⟨

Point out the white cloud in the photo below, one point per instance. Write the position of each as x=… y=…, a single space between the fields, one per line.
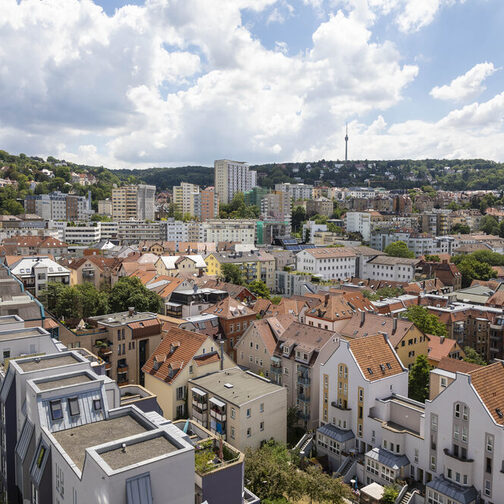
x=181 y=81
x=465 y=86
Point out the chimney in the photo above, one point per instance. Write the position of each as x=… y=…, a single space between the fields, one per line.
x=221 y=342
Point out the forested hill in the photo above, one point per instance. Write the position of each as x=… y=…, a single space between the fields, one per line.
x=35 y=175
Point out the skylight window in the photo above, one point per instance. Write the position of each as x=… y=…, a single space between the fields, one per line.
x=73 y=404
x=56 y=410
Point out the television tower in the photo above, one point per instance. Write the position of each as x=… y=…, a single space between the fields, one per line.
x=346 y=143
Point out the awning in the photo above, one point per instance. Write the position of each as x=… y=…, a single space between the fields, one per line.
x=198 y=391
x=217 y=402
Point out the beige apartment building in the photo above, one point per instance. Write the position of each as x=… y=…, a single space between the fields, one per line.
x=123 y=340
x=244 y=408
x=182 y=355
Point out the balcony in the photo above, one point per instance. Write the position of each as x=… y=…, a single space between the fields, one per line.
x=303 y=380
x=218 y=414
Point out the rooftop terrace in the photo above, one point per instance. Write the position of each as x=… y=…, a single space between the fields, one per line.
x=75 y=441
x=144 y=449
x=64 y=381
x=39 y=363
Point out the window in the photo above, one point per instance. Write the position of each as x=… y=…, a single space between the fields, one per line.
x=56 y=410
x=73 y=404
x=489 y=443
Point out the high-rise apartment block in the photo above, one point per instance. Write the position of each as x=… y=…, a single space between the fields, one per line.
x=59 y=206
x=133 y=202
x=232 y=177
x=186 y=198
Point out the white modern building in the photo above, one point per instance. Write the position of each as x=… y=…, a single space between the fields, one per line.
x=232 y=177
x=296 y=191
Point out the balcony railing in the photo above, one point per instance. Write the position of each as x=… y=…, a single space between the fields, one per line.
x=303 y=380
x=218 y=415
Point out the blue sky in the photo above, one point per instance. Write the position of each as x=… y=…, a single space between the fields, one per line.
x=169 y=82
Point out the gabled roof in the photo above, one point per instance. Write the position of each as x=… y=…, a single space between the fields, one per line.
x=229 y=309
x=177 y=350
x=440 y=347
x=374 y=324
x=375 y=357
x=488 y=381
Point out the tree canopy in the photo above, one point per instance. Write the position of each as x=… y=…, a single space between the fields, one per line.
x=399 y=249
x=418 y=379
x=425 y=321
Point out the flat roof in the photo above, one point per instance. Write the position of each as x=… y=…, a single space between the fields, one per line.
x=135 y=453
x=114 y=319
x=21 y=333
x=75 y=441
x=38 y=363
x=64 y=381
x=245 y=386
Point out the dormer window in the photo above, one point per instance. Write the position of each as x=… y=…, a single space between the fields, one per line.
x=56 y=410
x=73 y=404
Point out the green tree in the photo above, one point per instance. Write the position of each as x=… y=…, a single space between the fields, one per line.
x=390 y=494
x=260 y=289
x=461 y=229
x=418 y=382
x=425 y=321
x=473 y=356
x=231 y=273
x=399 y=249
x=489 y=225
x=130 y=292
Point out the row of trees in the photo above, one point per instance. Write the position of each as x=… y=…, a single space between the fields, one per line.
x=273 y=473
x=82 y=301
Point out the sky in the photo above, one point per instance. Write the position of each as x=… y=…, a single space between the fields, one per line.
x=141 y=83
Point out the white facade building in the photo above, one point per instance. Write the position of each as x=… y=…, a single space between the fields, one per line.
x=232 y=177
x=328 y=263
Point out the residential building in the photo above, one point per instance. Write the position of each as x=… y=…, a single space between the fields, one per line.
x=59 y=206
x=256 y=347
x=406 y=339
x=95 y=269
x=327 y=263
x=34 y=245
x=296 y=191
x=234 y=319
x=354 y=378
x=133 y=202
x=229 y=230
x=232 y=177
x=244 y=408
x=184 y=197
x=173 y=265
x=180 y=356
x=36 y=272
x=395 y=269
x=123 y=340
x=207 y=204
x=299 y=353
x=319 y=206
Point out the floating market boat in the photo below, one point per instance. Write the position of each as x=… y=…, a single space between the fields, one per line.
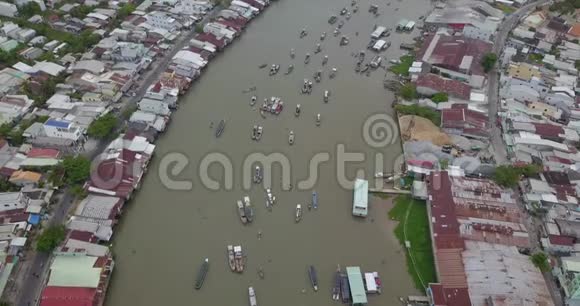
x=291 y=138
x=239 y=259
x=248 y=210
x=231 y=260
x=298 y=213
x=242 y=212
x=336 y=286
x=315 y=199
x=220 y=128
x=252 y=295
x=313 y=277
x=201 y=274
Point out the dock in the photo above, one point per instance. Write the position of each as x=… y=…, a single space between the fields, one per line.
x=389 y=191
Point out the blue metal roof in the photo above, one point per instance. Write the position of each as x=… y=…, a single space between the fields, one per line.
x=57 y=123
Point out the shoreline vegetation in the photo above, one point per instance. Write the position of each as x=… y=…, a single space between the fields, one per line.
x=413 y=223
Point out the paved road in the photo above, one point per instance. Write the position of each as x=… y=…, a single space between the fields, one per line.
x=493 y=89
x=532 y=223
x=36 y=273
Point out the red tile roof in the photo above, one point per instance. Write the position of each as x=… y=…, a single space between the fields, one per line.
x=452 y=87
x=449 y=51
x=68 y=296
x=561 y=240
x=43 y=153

⟩
⟨

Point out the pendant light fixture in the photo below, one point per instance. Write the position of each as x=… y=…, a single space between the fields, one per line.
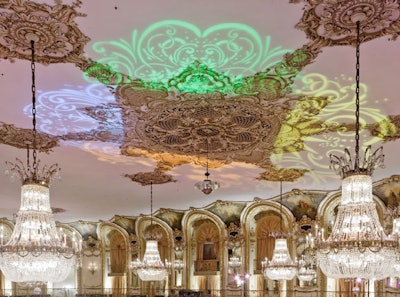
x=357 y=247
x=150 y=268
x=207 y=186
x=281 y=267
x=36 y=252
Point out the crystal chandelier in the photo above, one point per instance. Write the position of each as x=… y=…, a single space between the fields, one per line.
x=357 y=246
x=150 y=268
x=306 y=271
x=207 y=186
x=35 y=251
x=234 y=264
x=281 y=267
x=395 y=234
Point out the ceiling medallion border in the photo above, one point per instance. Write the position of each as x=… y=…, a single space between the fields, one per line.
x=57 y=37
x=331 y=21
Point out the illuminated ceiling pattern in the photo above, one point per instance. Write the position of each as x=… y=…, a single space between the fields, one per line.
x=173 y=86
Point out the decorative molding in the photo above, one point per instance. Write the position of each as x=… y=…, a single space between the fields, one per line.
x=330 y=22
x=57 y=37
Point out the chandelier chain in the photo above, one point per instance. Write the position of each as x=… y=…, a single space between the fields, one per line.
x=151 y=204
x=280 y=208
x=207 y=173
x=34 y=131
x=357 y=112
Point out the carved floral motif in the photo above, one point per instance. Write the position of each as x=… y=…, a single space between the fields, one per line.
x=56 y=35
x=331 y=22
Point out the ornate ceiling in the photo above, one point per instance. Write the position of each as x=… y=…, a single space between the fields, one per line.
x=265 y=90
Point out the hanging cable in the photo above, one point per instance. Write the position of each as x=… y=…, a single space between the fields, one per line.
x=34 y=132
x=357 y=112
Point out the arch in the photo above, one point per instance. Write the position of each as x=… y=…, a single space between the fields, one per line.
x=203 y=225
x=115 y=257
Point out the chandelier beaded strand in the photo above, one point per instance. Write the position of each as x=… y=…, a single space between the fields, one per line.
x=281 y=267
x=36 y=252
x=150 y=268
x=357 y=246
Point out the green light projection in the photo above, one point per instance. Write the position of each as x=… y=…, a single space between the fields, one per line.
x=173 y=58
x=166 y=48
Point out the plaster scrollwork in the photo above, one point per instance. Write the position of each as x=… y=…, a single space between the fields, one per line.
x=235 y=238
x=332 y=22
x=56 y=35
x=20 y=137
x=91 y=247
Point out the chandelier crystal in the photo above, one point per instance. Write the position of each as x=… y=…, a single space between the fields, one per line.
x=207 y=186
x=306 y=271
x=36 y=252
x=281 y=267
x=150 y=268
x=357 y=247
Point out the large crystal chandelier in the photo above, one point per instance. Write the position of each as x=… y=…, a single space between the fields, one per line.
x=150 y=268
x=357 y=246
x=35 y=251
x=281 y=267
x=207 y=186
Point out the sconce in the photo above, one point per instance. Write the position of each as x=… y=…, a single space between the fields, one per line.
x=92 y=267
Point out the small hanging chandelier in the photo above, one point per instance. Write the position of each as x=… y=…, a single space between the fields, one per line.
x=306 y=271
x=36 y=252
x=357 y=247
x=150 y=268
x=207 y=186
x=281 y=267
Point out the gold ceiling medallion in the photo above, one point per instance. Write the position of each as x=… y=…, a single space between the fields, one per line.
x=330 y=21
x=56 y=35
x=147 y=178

⟩
⟨

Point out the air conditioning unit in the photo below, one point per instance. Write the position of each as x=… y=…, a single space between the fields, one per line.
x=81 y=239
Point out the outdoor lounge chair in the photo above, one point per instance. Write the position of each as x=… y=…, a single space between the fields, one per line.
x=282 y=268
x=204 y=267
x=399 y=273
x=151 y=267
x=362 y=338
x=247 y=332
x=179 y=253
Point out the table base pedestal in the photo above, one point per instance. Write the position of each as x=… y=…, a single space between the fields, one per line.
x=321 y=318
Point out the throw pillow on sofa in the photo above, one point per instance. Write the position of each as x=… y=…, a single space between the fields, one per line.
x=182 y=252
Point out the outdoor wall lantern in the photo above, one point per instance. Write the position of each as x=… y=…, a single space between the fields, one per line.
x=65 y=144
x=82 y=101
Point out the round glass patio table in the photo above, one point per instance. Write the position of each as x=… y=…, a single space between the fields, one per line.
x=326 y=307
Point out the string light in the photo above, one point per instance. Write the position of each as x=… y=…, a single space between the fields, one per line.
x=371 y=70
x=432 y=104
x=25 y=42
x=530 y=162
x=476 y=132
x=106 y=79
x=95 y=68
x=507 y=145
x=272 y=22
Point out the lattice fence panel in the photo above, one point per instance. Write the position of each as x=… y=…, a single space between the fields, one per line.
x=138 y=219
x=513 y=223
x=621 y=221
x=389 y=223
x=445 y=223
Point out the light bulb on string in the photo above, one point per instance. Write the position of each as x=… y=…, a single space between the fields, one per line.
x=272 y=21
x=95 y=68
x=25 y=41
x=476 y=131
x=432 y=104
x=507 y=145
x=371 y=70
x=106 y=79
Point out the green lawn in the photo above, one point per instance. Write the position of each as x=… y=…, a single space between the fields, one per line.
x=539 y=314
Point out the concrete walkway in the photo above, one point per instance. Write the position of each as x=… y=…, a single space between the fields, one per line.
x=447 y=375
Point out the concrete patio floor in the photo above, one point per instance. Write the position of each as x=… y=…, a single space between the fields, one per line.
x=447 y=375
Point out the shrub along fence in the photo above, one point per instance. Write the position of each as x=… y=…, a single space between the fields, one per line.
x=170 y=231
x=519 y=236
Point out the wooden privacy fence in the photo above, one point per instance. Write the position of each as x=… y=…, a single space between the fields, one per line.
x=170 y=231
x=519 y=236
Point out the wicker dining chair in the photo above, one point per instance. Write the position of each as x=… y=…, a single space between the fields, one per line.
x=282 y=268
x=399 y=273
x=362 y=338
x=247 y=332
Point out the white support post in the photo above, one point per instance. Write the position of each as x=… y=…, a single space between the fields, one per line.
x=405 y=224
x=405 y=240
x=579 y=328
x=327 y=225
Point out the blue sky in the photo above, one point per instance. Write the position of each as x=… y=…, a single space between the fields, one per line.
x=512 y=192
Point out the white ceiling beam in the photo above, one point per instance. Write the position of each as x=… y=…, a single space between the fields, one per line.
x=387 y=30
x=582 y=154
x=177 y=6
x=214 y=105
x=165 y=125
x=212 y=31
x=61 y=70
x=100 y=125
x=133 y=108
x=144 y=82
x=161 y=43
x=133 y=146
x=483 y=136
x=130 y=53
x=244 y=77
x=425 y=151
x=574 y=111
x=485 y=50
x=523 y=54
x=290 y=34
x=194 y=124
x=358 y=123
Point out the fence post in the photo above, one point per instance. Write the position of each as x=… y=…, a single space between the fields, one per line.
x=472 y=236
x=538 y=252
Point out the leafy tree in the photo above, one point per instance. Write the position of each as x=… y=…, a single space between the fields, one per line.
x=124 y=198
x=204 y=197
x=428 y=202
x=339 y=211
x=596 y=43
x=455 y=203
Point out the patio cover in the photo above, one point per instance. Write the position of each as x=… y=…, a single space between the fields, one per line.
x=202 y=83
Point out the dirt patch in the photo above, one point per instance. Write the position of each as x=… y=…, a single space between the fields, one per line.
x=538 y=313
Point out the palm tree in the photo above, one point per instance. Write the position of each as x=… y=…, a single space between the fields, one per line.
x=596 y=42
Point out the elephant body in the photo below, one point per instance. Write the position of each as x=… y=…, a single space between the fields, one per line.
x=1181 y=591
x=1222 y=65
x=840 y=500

⟩

» **TO DO**
Shift the part of the material that opens with the line containing "Point out the crystal" and closes with the line containing "x=395 y=234" by adding 102 to every x and y coordinate in its answers. Write all of those lines out again, the labeling lines included.

» **EXERCISE OUTPUT**
Point out the crystal chandelier in the photo above, one point per instance. Write the position of each as x=… y=…, a single space between the fields, one per line.
x=459 y=348
x=252 y=370
x=408 y=373
x=309 y=288
x=137 y=353
x=336 y=366
x=383 y=369
x=497 y=336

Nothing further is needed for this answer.